→ **Text for analysis**
==========
But that window doesn't need to expand when the franchises are expanding instead, controlling calendar space wherever they go. And for all that they have already spread, there is more ground to spread upon. Both England and Australia have grappled - flirted? - for years with the idea of IPL investment in their major tournaments. The Hundred is making losses. The BBL has stagnated. IPL franchises are waiting with bated breath. How long before both the ECB and Cricket Australia decide, like the rest of the world, that private equity is the boost their tournaments need?
Once those dominos fall, what's left? A lopsided, laughably tiny WTC, meaningless white-ball bilaterals and ICC events. In which case, how long before the calendar rationalises itself and squeezes out the bilateral international excess to leave just the IPL, its proxy leagues, and ICC events (which still hold some cachet)? It is only natural that fans will choose and keep alive only what they want, and that the rest of it - some leagues, maybe Tests, maybe international white-ball cricket - will wither away.
Or how long before the BCCI forces that rationalisation on cricket, because, let's be real now, this does hinge mostly on the good graces/proactivity of the BCCI. This is, after all, actually about control of the game within India, between the BCCI, which owns the IPL, and IPL franchise owners. The former employs Indian players year-round, and the latter employ them for a part of the year but would love to start employing them in their interests elsewhere, where the presence of Indian players can make or break a league. Once this is figured out, the international calendar is dust.
==========
→ **Description of the task**
Copy out the whole passage on IPL franchises and the cricket calendar word for word.

→ **Exercise data**
==========
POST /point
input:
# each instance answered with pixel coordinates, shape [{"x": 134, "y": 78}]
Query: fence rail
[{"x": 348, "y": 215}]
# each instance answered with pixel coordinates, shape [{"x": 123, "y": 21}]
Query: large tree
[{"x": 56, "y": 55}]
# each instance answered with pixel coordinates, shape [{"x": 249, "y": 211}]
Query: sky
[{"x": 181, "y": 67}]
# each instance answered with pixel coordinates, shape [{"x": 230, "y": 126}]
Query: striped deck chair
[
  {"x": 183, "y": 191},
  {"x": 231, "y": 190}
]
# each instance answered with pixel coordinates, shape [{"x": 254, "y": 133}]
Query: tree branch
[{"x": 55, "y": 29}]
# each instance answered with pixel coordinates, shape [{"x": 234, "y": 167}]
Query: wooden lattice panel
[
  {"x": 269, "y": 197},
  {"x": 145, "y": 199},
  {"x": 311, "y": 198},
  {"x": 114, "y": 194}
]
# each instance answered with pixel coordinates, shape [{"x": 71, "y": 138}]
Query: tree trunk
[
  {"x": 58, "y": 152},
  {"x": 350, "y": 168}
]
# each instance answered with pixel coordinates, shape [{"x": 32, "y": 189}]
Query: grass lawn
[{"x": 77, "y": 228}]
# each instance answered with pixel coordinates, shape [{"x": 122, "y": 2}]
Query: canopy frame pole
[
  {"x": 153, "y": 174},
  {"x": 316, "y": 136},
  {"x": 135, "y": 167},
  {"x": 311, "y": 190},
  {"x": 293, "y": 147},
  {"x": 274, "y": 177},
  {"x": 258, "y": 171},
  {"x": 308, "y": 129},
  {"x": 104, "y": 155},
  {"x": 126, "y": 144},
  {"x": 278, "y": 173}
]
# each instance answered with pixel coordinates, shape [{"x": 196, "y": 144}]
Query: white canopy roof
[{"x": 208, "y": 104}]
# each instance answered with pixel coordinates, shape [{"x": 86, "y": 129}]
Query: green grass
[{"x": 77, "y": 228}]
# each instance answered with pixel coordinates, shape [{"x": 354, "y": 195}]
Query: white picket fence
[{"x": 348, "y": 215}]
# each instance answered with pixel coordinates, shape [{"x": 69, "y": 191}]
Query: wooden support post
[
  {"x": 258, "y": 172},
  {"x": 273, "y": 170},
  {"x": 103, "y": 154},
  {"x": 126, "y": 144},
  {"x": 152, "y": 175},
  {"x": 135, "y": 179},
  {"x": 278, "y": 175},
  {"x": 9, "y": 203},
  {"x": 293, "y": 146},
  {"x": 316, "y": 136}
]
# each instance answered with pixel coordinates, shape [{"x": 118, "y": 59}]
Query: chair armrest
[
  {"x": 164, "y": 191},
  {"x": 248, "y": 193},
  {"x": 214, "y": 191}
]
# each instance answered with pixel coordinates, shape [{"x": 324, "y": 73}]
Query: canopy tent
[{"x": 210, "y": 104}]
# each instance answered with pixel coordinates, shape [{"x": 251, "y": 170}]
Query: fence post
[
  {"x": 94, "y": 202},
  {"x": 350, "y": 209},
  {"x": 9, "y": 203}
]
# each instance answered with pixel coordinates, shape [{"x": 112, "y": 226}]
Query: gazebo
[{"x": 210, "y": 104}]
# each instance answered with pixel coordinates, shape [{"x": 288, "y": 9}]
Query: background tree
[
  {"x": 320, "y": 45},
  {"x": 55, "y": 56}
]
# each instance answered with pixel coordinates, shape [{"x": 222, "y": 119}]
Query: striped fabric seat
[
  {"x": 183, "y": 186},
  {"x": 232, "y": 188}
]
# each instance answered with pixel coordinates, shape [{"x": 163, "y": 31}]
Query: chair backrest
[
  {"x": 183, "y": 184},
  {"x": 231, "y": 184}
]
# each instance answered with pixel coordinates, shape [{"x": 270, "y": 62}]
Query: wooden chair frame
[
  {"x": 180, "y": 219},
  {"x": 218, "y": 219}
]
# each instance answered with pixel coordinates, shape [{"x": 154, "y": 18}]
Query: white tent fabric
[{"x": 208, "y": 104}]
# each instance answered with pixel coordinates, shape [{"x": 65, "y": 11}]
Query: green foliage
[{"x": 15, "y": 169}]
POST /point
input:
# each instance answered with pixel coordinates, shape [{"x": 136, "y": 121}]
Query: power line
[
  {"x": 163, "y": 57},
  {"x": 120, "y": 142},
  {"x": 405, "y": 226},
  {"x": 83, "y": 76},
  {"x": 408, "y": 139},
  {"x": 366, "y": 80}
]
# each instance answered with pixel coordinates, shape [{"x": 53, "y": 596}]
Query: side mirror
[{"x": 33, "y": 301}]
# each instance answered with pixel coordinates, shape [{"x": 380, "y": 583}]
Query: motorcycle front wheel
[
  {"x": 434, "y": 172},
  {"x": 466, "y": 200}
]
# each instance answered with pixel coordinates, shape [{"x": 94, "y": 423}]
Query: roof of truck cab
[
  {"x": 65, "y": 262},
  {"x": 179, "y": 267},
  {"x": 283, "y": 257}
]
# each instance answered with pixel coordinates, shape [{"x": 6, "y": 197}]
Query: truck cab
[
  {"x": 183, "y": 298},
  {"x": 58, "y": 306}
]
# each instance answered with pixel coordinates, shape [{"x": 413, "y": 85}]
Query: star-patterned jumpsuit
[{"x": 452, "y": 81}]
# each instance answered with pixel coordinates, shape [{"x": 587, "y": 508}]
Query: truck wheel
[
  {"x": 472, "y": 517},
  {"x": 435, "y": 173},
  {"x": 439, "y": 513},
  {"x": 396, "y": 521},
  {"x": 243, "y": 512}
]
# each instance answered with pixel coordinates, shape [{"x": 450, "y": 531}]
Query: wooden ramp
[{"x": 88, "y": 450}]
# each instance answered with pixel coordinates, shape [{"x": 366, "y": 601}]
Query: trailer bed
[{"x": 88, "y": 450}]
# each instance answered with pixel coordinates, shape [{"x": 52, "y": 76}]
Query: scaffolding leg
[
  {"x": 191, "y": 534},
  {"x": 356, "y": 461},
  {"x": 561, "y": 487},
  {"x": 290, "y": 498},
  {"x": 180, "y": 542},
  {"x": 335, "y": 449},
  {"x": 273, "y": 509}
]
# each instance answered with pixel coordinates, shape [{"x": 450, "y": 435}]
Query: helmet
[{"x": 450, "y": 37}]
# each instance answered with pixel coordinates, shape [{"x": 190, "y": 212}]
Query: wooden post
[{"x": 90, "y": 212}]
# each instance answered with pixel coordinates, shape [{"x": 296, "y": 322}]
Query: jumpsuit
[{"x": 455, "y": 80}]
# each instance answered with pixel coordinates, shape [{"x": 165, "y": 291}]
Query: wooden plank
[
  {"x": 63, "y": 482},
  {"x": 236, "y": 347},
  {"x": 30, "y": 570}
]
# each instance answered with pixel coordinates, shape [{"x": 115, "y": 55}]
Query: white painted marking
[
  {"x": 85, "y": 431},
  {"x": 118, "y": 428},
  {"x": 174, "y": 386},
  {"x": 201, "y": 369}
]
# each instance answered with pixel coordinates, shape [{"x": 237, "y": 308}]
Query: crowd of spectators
==========
→ **Response to this task**
But that window doesn't need to expand when the franchises are expanding instead, controlling calendar space wherever they go. And for all that they have already spread, there is more ground to spread upon. Both England and Australia have grappled - flirted? - for years with the idea of IPL investment in their major tournaments. The Hundred is making losses. The BBL has stagnated. IPL franchises are waiting with bated breath. How long before both the ECB and Cricket Australia decide, like the rest of the world, that private equity is the boost their tournaments need?
Once those dominos fall, what's left? A lopsided, laughably tiny WTC, meaningless white-ball bilaterals and ICC events. In which case, how long before the calendar rationalises itself and squeezes out the bilateral international excess to leave just the IPL, its proxy leagues, and ICC events (which still hold some cachet)? It is only natural that fans will choose and keep alive only what they want, and that the rest of it - some leagues, maybe Tests, maybe international white-ball cricket - will wither away.
Or how long before the BCCI forces that rationalisation on cricket, because, let's be real now, this does hinge mostly on the good graces/proactivity of the BCCI. This is, after all, actually about control of the game within India, between the BCCI, which owns the IPL, and IPL franchise owners. The former employs Indian players year-round, and the latter employ them for a part of the year but would love to start employing them in their interests elsewhere, where the presence of Indian players can make or break a league. Once this is figured out, the international calendar is dust.